[INSTRUCTIONS TO FOLLOW]: Present the records below as a Markdown table with the columns Row and Content, one numbered line per row and blank lines left out. Start at the first line of the records and go up to and including the line with "point(504, 313)".

# # # #

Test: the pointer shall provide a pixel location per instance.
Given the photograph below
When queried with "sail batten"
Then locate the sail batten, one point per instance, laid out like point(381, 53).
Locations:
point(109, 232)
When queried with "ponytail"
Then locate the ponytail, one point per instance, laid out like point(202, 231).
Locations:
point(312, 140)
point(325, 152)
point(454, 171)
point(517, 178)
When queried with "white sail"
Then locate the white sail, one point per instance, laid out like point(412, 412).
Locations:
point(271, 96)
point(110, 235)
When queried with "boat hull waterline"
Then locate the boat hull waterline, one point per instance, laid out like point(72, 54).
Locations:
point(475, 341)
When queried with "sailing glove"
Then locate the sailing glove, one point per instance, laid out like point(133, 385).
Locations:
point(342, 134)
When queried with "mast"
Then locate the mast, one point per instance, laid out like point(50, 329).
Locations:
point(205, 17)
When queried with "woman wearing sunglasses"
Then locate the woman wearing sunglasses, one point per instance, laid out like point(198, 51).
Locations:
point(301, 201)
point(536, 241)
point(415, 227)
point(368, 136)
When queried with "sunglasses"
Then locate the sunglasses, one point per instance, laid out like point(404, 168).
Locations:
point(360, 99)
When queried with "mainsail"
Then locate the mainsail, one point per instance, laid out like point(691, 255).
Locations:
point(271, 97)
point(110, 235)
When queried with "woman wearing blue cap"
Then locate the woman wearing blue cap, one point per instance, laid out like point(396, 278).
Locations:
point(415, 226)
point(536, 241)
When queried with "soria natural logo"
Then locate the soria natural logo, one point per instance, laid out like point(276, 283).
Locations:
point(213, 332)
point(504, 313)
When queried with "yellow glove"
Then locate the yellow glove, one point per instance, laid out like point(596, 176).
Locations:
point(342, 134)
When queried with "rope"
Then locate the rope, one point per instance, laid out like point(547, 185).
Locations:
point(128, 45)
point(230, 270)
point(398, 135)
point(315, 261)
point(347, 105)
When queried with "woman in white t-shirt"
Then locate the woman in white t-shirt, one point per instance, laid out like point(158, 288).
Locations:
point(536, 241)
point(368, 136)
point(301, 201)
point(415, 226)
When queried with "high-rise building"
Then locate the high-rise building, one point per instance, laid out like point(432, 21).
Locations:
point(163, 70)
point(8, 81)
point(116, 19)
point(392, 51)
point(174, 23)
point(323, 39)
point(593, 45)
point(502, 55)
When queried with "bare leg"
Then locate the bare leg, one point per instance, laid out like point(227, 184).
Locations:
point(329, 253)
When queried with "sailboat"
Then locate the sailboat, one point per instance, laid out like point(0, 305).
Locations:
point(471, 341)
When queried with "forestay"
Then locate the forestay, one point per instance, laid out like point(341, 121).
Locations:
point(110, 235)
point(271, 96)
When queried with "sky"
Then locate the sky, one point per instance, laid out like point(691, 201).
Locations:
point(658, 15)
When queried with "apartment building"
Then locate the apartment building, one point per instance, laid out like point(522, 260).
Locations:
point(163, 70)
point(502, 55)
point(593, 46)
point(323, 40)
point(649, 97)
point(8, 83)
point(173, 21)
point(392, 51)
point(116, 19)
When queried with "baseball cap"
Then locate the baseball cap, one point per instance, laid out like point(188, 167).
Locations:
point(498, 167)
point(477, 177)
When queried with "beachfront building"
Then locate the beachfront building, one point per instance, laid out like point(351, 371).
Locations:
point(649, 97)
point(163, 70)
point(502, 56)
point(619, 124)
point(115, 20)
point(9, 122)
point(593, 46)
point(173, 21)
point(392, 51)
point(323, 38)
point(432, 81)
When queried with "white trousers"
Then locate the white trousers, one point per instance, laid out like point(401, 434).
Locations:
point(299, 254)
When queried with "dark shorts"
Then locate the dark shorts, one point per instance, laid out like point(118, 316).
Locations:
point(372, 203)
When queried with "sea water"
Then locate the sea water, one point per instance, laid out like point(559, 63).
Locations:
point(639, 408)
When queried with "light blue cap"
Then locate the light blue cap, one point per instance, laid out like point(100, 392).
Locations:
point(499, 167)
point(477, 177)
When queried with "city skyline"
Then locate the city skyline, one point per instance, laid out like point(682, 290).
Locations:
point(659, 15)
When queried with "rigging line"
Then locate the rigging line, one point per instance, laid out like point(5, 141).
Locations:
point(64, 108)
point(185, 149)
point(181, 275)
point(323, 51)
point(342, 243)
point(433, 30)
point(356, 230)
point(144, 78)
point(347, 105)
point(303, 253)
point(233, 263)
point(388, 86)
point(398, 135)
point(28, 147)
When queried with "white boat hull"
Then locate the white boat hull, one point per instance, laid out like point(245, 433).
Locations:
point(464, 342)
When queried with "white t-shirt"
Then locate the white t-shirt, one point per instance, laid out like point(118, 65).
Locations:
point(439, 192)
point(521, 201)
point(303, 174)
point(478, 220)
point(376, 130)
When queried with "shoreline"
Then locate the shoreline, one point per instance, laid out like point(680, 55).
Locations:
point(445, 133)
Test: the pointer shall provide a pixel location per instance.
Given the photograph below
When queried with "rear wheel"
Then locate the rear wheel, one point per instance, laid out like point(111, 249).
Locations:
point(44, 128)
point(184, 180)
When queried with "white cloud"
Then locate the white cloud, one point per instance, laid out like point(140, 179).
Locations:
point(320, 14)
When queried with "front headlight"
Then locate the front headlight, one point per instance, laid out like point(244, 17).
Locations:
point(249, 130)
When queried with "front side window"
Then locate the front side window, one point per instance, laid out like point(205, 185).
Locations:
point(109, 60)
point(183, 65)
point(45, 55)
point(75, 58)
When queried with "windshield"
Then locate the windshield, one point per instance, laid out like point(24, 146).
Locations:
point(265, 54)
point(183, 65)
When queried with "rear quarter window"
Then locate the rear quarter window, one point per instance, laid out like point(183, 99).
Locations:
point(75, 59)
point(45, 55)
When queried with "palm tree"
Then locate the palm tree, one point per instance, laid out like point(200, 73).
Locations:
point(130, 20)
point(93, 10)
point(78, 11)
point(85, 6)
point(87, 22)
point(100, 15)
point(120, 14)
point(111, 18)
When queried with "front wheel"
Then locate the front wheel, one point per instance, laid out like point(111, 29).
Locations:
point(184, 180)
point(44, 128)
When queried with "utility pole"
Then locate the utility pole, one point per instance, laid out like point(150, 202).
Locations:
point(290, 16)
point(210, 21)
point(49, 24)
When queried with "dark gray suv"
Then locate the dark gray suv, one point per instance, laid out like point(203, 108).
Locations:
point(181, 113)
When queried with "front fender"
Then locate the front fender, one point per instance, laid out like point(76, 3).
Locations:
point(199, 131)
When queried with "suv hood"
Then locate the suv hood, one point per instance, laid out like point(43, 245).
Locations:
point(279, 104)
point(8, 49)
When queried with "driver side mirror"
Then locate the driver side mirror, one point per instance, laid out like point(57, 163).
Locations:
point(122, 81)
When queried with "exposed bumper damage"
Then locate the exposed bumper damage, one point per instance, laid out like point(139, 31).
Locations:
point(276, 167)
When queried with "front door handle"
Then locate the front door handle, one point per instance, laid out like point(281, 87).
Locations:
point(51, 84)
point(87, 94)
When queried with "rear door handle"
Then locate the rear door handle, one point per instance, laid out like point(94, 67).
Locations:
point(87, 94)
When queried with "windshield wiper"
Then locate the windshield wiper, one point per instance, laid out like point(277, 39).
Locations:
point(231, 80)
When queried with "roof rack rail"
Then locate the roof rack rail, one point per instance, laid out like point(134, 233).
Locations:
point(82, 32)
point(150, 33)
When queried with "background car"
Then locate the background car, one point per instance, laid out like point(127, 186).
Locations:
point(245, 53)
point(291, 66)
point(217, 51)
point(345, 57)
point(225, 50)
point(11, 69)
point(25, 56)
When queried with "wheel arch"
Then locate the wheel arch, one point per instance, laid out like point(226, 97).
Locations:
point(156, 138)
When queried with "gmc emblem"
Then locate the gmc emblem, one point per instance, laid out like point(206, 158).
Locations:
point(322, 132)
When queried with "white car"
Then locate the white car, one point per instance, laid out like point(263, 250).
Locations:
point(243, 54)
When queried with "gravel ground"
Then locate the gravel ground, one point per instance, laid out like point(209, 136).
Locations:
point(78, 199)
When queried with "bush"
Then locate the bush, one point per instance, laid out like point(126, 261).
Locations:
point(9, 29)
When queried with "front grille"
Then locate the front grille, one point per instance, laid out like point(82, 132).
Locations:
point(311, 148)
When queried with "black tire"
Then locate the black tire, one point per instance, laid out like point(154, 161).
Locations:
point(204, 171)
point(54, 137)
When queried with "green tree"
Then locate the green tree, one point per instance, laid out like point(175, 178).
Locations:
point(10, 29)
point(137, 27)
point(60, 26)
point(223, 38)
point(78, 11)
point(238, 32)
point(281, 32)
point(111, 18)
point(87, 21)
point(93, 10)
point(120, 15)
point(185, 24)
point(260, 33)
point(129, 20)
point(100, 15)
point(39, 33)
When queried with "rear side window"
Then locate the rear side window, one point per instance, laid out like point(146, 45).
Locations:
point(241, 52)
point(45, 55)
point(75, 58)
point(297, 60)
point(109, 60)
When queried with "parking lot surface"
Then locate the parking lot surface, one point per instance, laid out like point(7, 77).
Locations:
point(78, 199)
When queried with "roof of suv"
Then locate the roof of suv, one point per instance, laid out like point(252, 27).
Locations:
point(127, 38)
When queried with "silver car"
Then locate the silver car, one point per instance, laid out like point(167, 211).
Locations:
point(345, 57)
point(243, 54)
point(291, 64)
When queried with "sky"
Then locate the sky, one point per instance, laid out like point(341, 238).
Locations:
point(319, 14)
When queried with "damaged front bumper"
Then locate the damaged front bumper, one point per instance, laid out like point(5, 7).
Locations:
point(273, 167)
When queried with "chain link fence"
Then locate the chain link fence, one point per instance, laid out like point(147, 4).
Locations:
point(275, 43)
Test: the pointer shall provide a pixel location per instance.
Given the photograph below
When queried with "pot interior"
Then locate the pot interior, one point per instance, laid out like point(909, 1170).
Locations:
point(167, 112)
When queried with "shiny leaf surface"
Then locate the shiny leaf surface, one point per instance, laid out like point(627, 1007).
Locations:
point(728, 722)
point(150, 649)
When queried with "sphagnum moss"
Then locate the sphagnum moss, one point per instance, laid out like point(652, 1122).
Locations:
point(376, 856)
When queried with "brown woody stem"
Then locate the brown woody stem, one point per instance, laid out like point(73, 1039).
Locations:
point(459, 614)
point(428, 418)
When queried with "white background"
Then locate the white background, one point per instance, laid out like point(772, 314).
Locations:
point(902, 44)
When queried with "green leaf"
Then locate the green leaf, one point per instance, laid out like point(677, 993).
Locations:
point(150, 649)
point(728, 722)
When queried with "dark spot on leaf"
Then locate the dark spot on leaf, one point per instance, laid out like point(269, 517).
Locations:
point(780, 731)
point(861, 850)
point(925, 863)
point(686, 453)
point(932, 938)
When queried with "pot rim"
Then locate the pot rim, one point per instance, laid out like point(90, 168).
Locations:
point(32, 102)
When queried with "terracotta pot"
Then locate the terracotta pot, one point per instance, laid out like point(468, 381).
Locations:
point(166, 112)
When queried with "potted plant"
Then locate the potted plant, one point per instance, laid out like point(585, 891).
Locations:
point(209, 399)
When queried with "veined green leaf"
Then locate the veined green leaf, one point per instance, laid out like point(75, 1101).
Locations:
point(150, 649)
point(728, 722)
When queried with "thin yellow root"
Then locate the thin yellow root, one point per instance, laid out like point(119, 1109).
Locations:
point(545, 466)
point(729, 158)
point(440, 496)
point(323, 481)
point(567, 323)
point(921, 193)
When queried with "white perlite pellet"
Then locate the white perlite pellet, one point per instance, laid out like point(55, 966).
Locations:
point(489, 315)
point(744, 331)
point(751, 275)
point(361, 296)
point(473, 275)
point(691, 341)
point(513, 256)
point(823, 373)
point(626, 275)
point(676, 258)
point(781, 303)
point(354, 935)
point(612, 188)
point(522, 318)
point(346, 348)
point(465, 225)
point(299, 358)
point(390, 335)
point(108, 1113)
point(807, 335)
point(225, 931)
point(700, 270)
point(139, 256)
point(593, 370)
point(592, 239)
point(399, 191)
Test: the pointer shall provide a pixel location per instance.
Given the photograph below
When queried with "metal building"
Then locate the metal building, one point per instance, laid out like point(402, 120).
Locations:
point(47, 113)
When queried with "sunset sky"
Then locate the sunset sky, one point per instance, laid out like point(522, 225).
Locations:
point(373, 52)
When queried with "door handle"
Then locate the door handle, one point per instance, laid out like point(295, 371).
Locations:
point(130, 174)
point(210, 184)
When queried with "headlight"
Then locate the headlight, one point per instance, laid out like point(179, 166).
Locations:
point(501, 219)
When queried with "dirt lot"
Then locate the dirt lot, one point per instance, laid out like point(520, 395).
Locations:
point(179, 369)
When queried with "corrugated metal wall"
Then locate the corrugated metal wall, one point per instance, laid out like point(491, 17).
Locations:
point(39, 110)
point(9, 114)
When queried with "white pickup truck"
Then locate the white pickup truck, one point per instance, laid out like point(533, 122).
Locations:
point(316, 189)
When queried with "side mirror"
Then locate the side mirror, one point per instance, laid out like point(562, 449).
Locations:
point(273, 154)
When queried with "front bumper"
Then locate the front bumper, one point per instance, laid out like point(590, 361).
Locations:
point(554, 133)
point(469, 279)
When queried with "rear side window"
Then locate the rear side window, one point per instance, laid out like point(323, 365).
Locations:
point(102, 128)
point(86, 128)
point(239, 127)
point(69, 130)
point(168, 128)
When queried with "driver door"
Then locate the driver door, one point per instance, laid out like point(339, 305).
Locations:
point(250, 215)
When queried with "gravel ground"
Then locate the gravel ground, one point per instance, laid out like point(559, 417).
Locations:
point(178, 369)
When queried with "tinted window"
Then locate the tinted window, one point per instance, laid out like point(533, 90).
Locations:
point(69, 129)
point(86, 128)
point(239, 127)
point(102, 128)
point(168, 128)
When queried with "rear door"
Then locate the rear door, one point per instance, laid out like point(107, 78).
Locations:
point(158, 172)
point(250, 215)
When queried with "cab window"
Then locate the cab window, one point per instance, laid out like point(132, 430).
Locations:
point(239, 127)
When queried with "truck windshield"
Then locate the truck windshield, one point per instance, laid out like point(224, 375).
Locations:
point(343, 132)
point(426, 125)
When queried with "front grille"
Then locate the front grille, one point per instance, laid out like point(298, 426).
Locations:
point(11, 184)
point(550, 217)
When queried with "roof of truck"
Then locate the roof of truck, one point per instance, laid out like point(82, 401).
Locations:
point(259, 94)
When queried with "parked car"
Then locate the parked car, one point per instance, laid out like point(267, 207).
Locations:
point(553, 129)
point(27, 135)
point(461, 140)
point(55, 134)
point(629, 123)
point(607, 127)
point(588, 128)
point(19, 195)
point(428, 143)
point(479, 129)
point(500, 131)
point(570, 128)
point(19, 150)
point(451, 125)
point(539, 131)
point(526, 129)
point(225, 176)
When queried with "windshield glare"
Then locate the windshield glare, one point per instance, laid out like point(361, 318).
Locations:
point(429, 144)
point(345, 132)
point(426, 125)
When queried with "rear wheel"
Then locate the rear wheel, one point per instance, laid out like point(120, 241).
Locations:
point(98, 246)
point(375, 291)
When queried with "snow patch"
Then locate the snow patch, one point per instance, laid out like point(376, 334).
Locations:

# # # #

[RESPONSE BELOW]:
| Row | Content |
|---|---|
| 1 | Test: the pointer shall provide a pixel location per instance. |
| 2 | Given the photograph below |
| 3 | When queried with "sail batten" |
| 4 | Then locate the sail batten, one point per instance, laid out like point(381, 53). |
| 5 | Locations: |
| 6 | point(109, 232) |
| 7 | When queried with "ponytail" |
| 8 | Then locate the ponytail, one point per instance, laid out like point(202, 231). |
| 9 | Locations: |
| 10 | point(312, 140) |
| 11 | point(325, 152) |
| 12 | point(454, 171) |
| 13 | point(517, 178) |
| 14 | When queried with "white sail" |
| 15 | Then locate the white sail, one point per instance, laid out like point(412, 412). |
| 16 | Locations: |
| 17 | point(271, 96) |
| 18 | point(110, 235) |
| 19 | When queried with "boat hull waterline" |
| 20 | Then locate the boat hull waterline, one point per instance, laid out like point(72, 54). |
| 21 | Locations: |
| 22 | point(475, 341) |
| 23 | When queried with "sailing glove" |
| 24 | Then locate the sailing glove, one point per instance, laid out like point(133, 385). |
| 25 | Locations: |
| 26 | point(342, 134) |
| 27 | When queried with "mast" |
| 28 | Then locate the mast, one point per instance, laid out like point(50, 329). |
| 29 | Locations: |
| 30 | point(205, 17) |
| 31 | When queried with "woman wearing sunglasses" |
| 32 | Then locate the woman wearing sunglasses, one point per instance, laid out like point(198, 51). |
| 33 | Locations: |
| 34 | point(301, 201) |
| 35 | point(536, 241) |
| 36 | point(415, 227) |
| 37 | point(368, 136) |
| 38 | When queried with "sunglasses" |
| 39 | Then locate the sunglasses, one point per instance, laid out like point(404, 168). |
| 40 | Locations: |
| 41 | point(360, 99) |
| 42 | When queried with "mainsail" |
| 43 | Then locate the mainsail, one point per instance, laid out like point(691, 255). |
| 44 | Locations: |
| 45 | point(271, 97) |
| 46 | point(110, 235) |
| 47 | When queried with "woman wearing blue cap" |
| 48 | Then locate the woman wearing blue cap, one point per instance, laid out like point(396, 278). |
| 49 | Locations: |
| 50 | point(415, 226) |
| 51 | point(536, 241) |
| 52 | When queried with "soria natural logo" |
| 53 | Then locate the soria natural logo, one point per instance, laid out like point(276, 283). |
| 54 | Locations: |
| 55 | point(213, 332) |
| 56 | point(504, 313) |